• **STATED TASK**
Recast the listing below as a JSON array of strings, one string for each line, leaving out blank lines.
===============
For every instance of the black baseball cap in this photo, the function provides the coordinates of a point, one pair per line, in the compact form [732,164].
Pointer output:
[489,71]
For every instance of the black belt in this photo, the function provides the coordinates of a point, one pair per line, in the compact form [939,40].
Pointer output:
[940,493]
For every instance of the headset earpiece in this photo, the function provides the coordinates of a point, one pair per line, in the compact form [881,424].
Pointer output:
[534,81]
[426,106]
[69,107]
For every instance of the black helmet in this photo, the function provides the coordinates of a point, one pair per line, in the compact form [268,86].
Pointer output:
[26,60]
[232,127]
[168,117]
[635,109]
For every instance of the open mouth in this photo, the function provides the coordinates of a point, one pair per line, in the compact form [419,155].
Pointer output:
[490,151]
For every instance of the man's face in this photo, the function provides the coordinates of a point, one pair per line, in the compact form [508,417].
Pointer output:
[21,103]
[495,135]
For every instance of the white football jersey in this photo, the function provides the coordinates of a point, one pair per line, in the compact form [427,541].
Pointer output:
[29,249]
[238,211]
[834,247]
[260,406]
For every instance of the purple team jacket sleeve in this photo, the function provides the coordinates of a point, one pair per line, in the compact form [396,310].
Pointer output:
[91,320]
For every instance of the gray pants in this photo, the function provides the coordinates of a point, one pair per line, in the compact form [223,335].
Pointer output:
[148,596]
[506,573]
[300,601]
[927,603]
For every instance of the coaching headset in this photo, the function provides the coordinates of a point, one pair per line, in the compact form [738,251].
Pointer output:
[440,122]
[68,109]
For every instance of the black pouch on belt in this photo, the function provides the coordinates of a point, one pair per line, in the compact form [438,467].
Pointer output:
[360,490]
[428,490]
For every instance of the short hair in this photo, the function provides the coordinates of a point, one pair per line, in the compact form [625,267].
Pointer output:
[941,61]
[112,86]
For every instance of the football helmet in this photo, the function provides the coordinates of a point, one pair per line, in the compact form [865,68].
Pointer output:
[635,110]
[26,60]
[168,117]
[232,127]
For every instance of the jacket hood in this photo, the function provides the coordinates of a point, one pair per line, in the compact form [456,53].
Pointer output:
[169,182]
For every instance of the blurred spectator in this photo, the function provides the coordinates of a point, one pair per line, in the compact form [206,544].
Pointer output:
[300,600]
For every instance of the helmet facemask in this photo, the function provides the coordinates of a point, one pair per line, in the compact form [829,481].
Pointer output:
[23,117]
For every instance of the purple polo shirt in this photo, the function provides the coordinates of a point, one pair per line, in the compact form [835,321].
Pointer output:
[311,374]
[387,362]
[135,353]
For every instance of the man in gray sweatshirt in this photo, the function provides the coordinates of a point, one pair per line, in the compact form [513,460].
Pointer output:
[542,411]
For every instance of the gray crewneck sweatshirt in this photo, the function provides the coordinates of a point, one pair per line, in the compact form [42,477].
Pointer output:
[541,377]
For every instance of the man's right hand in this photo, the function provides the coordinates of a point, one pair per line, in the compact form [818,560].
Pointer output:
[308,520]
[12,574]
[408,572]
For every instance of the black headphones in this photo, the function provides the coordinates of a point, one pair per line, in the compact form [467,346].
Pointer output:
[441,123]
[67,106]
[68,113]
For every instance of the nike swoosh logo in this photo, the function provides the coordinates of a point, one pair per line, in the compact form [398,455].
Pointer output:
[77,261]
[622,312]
===============
• **SOLUTION**
[
  "For every instance of the black baseball cap in this photo, the function provides the coordinates of a point, one pair per line, in the compact form [732,164].",
  "Pointer output:",
  "[489,71]",
  "For every instance of the black belt in this photo, the function provides the coordinates of a point, one pair per line, in the compact form [939,40].",
  "Pointer output:",
  "[940,493]",
  "For every instance of the headset earpiece in this photo, the function provides the coordinates of a point, one pair per line, in the compact form [881,424].",
  "Pointer output:",
  "[534,81]",
  "[426,106]",
  "[69,107]",
  "For every instance of the black helmet in this photo, the function provides the coordinates of a point, one pair per line, in the compact form [268,86].",
  "Pointer output:",
  "[26,60]",
  "[232,127]",
  "[168,117]",
  "[635,109]",
  "For every instance of the open mouth in this photo, the function provides the coordinates of a point, one pair per line, in the compact form [419,155].",
  "Pointer output:",
  "[490,151]",
  "For every instance of the man's face in this photo, the function provides the coordinates of a point, one pair per line, in the compact form [508,417].",
  "Pointer output:",
  "[21,103]",
  "[495,135]",
  "For every instance of the white football jersey in this photo, the function provides the coordinates of a point, one pair per line, in the compact form [427,541].",
  "Pointer output:",
  "[29,249]",
  "[238,211]",
  "[834,247]",
  "[260,406]",
  "For every instance of the purple team jacket sleeve in this photo, the function provides the coordinates of a point, one pair per line, in the compact form [396,310].",
  "Pointer output:",
  "[91,320]",
  "For every instance of the gray pants in this photo, the function provides the coordinates of a point, one pair per line, in the compact form [223,335].",
  "Pointer output:",
  "[148,596]",
  "[506,573]",
  "[300,601]",
  "[927,603]",
  "For every instance of the coaching headset in this photo, the function provides the coordinates of a point, one pair per line, in the compact form [738,251].",
  "Pointer output:",
  "[440,122]",
  "[68,109]",
  "For every instance of the black pouch on belt in this photo, the function provides the coordinates of a point, one pair per line, in the compact form [438,467].",
  "Pointer output:",
  "[360,490]",
  "[428,490]",
  "For every instance of the short hair in this photo, the function provides the coordinates of a point, one pair per line, in the compact form [625,267].",
  "Pointer output:",
  "[941,61]",
  "[112,86]",
  "For every instance of the football helmet in this photo, the function provides the coordinates of a point, one pair per line, in the compact form [865,68].",
  "Pointer output:",
  "[635,110]",
  "[26,60]",
  "[168,117]",
  "[232,127]",
  "For every instance of the jacket hood in this photo, the function provides the coordinates of a point, one pair per line, in the compact form [456,53].",
  "Pointer output:",
  "[169,182]",
  "For every instance of the blurred spectator in this photo, the function provides the coordinates of a point, one pair per line, in the compact form [206,544].",
  "Pointer output:",
  "[300,600]",
  "For every instance of the helmet facemask in this photo, the function provides the coordinates of a point, one pair per line, in the compact form [829,481].",
  "Pointer output:",
  "[23,117]",
  "For every instance of the purple polo shirt in this photo, the function provides the coordinates of a point, one pair per line, in the compact form [835,321].",
  "Pointer output:",
  "[311,374]",
  "[387,362]",
  "[135,353]",
  "For every instance of the man in gray sweatshirt in this photo, the function provides the coordinates of a point, one pair per line, in the compact form [513,460].",
  "Pointer output:",
  "[542,411]",
  "For every instance of the gray crewneck sweatshirt in this photo, the function provides the coordinates of a point, one pair per line, in the compact form [42,477].",
  "Pointer output:",
  "[541,377]",
  "For every instance of the man's right hand in this photo, the function provides the coordinates of a point, one pair per line, in the compact form [818,560].",
  "Pointer output:",
  "[308,520]",
  "[12,574]",
  "[408,572]",
  "For every instance of the black headphones in this photo, the function provides the coordinates of a point, one pair per line, in the compact form [467,346].",
  "Pointer output:",
  "[441,123]",
  "[67,106]",
  "[68,113]",
  "For every instance of the nike swoosh logo in this photo, the function provides the coordinates of a point, one pair per line, in the compact form [398,455].",
  "Pointer output:",
  "[77,261]",
  "[622,312]"
]